Supplied text
- - -
Meanwhile in 1906, Kolhatkar replaced Deval as the playwright of Kirloskar Natak Mandali following Deval’s difference of opinion with the company manager, Shankarrao Mujumdar. He frequently visited Hirabai who had by then come under his literary influence that was visible, for instance, in omission of the customary opening scene of Sutradhar and Nati in her play Sangeet Damini. When the play was recommended for production to Kirloskar Natak Mandali by Joglekar and Kolhatkar – the two men with influence as the owner and the chief playwright respectively, the company was put in dilemma because other members involved in the decision (the company manager Mujumdar, for instance) did not think the play worth the company’s reputation. Here, a little familiarity with the colonial history of Marathi theatre companies would reveal that choice of a theatre play for production by a company did not singularly rely on the quality of the play. In practical terms, it had much more to do with the financial condition of the company and its reputation with audiences at that time. It was only in strong financial position that the companies used to encourage new and less known playwrights. Therefore, it was plausible in case of Hirabai that her social status as naikin must have weighed more on the minds of who were supposedly not involved with her in emotional ways as Joglekar and Kolhatkar were. Prominent playwright Bhargavram vitthal varerkar (1963) did not hesitate to explain later in a newspaper article that Hirabai’s play was opposed because of her social status as naikin. Kolhatkar’s letters written during 1908 to his friends and disciples in Mumbai reveal his continued interest in the play as vouched by his repeated inquiries about the company’s decision (Varhadpande, 1969, 32). It is known that the play was finally produced in 1911 by another company (Lalit Kaladarsha) as a rival production, but no details about the reception of the production are available.

This was not the first or the only incidence for Hirabai of denial of recognition and subsequent exclusion as writer from archive, because of her stigmatised existence. In another instance, her poems were invited for the third volume of Abhinav Kavyamala (Novel Garland of Poetry) that was to be edited by Narasinh Chintaman Kelkar (1872-1947). He used to be one of the guests at her musical concerts, and was a close ally of the nationalist extremist leader of Indian independence movement, Tilak.10 But the secretary of the said literary project, Lakshman Lele, found it socially inappropriate to give place to a naikin alongside prestigious poets in the volume (end note 93 in varhadpande, 1969, 94). Despite being a close acquaintance of Hirabai, Kelkar preferred not to intervene in his capacity as an editor of the proposed volume. In the other instance that took place around 1914, Hirabai was not included in the group of writers who were to pose with Kolhatkar for the archival photograph meant for the magazine Manoranjan. Kolhatkar’s non­intervention disappointed Hirabai.11 The idea was to place Kolhatkar at the centre, surrounded by all writers who were either his direct disciples or admirers and followed his literary style. The photograph was published first in the magazine Udyaan and later in the magazine Samikshak in 1944 under the caption: Guru, Shishya ani Mitra (The Master, Disciples and Friends). This event represents the phenomenon of how women were deprived from getting accommodated officially in the archive. Nonetheless, in this particular case, Hirabai acquires poetic justice when varerkar writes an article referred to above after her death and addresses her as Kolhatkar’s first disciple right in the title.
- - -
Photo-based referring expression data
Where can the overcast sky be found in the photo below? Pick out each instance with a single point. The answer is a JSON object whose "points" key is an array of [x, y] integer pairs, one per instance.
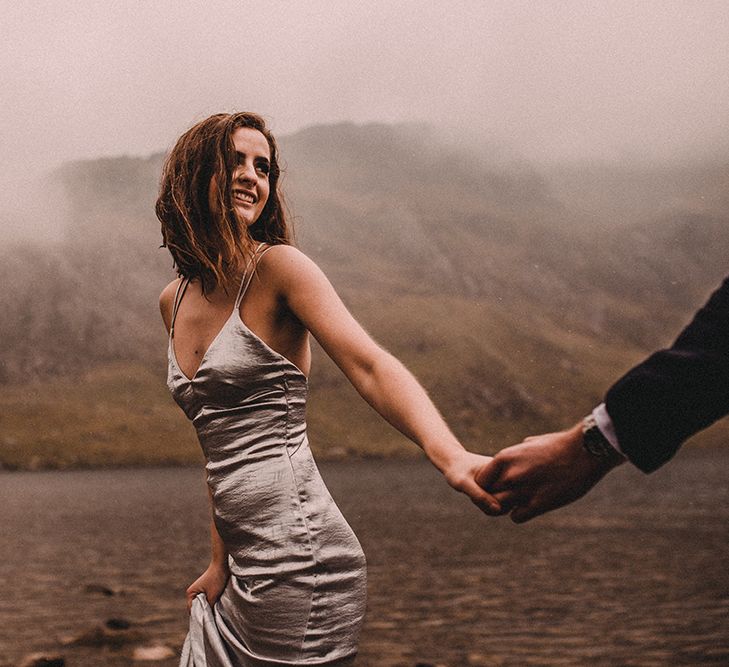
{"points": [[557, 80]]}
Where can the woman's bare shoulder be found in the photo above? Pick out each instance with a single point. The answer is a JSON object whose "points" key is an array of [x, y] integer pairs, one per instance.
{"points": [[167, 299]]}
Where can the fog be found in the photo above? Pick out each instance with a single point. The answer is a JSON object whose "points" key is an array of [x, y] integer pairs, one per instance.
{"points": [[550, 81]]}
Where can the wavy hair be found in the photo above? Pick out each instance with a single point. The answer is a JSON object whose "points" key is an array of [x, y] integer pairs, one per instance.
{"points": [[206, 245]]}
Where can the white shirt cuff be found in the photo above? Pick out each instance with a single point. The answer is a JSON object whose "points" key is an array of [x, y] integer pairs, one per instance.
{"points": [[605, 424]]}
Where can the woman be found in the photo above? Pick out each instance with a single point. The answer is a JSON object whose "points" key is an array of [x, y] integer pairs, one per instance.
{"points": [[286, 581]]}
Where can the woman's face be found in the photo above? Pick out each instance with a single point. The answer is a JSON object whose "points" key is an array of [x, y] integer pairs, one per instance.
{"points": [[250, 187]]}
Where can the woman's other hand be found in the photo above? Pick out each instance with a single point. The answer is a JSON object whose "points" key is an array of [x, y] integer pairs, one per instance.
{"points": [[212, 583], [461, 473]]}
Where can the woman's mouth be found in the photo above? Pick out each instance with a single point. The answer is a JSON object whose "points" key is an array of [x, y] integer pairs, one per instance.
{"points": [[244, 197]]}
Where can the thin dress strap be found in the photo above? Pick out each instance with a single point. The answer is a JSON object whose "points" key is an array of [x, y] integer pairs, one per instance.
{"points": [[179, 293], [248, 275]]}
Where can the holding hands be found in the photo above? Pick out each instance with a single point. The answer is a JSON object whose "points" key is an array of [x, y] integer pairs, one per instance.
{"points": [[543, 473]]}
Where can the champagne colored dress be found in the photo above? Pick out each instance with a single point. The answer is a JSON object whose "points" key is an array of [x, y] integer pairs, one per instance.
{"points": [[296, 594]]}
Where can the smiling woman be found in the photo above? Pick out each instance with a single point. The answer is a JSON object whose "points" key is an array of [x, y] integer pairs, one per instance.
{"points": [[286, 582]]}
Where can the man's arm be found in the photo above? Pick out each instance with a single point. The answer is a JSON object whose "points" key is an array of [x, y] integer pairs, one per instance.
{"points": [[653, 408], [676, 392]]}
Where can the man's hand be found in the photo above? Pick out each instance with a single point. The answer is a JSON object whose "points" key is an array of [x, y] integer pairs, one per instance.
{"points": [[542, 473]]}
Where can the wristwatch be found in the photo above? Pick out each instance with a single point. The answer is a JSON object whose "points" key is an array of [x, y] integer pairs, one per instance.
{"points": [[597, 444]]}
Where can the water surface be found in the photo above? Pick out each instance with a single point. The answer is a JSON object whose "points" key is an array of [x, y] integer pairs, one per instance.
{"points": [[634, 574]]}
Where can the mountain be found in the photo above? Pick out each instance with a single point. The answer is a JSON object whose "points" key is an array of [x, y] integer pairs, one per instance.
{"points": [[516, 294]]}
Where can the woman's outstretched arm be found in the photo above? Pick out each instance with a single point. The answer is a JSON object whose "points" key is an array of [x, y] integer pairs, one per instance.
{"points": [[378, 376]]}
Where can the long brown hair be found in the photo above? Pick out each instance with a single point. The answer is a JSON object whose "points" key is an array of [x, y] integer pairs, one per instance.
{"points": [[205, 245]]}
- - -
Your assignment
Please answer from the passage on Hirabai: which company finally produced her play Sangeet Damini in 1911?

Result for this exercise
Lalit Kaladarsha produced it as a rival production.